** Exercise brief **
In the records below, find the line that contains "Please drop a marker on the hazy", then write out that line and each one after it exactly, up to and including the last.

** Data records **

·····

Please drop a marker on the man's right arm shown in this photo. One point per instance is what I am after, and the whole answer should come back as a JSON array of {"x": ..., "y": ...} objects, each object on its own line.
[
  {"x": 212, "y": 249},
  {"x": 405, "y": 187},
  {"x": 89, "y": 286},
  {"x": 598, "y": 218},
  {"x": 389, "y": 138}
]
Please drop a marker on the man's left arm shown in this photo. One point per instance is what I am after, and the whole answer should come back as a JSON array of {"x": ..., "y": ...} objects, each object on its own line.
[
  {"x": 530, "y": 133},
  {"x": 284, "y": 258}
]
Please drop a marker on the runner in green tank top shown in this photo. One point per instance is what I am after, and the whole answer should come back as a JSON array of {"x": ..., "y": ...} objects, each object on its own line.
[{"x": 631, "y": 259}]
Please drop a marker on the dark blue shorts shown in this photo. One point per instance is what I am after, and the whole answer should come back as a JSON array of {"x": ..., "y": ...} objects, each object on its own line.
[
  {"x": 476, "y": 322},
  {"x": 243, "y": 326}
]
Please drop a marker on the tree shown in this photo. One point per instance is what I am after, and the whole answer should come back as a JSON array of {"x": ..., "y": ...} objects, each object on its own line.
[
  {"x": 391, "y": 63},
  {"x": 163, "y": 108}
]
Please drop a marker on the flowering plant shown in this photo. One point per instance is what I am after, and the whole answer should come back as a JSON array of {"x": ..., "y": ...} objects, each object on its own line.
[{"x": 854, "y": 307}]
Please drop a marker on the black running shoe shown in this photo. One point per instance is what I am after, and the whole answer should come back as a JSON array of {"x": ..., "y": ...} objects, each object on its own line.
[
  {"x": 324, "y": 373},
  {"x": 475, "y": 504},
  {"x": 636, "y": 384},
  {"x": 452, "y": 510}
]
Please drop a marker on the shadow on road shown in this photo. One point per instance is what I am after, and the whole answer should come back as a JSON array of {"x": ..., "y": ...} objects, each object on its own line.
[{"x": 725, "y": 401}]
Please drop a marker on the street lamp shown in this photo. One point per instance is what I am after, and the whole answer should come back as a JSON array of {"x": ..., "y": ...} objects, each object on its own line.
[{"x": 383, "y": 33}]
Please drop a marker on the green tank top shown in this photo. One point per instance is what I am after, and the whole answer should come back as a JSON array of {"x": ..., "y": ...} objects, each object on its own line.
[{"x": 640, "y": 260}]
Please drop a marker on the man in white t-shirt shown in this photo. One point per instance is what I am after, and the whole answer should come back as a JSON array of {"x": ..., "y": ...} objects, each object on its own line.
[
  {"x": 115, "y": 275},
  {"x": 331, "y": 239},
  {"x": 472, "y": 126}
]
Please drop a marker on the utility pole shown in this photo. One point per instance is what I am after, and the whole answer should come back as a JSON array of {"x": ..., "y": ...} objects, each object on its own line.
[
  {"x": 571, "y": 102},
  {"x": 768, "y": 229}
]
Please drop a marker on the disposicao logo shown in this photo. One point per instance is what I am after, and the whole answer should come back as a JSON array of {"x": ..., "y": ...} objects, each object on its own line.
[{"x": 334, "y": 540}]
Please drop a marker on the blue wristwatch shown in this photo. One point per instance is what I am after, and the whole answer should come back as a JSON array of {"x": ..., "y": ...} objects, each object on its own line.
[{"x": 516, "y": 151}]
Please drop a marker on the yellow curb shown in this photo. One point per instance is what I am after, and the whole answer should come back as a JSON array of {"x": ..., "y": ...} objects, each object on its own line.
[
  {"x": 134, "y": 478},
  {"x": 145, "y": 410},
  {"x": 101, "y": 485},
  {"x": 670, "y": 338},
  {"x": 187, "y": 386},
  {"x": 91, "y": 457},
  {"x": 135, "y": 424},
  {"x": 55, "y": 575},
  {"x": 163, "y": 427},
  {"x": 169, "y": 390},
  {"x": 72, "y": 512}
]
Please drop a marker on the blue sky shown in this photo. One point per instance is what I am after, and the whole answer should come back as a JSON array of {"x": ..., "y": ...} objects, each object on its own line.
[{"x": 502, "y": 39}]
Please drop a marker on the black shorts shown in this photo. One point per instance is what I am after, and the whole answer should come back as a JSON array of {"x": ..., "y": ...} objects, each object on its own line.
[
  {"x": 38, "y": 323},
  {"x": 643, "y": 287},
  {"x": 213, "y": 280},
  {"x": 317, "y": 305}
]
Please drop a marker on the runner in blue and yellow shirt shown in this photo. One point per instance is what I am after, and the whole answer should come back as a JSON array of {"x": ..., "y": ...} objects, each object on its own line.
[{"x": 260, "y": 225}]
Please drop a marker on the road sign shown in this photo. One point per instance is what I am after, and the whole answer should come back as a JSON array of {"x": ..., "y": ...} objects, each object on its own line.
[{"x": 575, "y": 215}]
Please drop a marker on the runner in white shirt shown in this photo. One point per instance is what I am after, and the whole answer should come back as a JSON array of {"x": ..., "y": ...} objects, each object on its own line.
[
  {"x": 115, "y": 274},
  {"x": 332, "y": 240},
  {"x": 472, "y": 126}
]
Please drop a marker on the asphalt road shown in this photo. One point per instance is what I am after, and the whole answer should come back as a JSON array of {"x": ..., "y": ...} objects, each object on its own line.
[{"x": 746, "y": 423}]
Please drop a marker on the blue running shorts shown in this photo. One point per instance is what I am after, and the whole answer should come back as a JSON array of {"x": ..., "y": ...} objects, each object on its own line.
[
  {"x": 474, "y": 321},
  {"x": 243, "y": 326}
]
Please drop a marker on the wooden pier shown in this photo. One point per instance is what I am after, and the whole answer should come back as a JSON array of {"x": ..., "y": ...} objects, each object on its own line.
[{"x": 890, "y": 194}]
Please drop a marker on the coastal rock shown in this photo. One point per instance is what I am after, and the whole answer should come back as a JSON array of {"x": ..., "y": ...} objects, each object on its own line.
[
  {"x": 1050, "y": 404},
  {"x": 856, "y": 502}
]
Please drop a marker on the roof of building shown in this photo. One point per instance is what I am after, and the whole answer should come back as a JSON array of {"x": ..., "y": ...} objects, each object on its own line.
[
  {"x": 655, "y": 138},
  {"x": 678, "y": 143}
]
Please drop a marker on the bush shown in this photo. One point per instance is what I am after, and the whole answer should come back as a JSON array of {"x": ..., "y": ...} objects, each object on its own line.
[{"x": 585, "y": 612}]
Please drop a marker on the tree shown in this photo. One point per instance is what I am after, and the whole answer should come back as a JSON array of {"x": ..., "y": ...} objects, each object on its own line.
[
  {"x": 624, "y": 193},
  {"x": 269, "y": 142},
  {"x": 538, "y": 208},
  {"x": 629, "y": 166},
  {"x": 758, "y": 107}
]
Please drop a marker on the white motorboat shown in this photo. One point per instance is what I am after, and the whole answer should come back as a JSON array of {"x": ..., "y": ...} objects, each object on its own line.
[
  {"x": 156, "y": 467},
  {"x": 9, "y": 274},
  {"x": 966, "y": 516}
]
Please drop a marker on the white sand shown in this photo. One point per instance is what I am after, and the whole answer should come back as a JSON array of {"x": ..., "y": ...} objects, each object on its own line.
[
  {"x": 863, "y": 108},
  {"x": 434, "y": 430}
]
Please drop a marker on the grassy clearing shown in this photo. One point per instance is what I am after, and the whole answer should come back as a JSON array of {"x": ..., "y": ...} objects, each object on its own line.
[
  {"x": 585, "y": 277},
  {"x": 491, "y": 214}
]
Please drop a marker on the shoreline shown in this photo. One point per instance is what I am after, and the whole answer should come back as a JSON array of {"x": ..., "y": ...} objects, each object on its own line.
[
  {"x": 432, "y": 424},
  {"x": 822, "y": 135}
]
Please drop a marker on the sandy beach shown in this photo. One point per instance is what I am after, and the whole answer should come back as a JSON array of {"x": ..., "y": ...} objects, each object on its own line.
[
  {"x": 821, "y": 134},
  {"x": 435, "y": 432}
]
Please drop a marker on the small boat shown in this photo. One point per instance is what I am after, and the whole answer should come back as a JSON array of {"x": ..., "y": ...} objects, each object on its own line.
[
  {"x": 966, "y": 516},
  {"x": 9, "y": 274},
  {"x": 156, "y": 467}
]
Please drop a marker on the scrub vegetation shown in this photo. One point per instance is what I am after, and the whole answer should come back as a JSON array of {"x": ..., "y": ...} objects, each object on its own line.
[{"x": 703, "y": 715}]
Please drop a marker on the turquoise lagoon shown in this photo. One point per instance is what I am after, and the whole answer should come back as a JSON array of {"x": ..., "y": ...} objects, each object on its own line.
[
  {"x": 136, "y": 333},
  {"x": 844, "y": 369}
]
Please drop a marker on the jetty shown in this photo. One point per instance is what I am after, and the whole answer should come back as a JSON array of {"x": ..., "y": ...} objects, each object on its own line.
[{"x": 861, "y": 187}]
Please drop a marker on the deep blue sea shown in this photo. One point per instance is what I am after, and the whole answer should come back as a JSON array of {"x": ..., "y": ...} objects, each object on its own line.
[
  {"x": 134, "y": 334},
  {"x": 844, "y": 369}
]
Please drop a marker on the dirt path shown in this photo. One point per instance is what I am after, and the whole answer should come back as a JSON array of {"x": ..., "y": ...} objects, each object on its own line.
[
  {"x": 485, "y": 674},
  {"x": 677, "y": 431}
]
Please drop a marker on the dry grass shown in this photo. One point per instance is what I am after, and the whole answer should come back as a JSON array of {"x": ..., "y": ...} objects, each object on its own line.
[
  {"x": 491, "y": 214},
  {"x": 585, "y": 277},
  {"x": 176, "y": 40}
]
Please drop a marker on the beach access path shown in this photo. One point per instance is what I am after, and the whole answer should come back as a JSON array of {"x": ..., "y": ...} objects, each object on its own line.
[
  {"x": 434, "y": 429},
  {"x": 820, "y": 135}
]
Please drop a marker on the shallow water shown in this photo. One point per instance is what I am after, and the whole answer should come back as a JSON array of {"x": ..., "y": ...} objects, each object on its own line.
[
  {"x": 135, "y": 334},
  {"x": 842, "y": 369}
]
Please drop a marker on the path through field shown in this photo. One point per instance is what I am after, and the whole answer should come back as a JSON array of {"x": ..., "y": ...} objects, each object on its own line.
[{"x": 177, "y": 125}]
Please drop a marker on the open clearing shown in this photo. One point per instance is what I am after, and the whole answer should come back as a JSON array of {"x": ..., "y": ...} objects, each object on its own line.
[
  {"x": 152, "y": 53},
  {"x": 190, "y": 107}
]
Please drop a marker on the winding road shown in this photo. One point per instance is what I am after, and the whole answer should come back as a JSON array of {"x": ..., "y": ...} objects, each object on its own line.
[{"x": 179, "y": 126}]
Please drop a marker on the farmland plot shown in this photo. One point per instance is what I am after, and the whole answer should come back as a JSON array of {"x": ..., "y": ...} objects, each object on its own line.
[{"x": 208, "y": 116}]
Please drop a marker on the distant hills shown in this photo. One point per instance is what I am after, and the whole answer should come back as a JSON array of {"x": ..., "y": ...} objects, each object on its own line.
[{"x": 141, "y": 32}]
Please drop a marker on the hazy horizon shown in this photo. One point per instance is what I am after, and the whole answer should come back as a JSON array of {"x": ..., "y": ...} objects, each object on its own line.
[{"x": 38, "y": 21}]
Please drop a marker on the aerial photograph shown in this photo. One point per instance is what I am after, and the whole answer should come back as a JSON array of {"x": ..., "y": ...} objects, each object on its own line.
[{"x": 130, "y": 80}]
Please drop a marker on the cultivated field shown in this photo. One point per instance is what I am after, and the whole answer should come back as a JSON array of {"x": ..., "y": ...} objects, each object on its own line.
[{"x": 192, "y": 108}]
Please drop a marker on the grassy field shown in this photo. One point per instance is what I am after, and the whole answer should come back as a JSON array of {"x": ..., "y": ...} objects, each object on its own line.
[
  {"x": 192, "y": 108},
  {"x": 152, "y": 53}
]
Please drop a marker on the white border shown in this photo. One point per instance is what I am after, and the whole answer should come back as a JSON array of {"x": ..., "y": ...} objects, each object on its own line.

·····

** Solution **
Please drop a marker on the hazy horizon shown in this photo. One point per instance is what I am after, and the whole answer should come back as a JSON array of {"x": ..., "y": ...} objects, each object on its own line.
[{"x": 38, "y": 21}]
Please drop a marker on the aerial photograph shown in this photo. One point per instance is what I am after, and the whole answer should come back as a JSON array of {"x": ..., "y": ...} objects, each object on its own line.
[{"x": 130, "y": 80}]
Please drop a marker on the cultivated field shown in this photo. One point per instance is what I am after, and the whole answer should come back as a JSON array of {"x": ..., "y": ...} objects, each object on its own line.
[{"x": 192, "y": 108}]
Please drop a marker on the grassy field shown in this photo. One point per instance is what I am after, and the whole answer should come back as a JSON array of {"x": ..., "y": ...} objects, each object on its own line.
[
  {"x": 192, "y": 108},
  {"x": 152, "y": 53}
]
Please drop a marker on the white border shown in this photo. One point per instance is what I am after, and the whole answer should come back as a JSON array of {"x": ..., "y": ...} objects, each object on its own line.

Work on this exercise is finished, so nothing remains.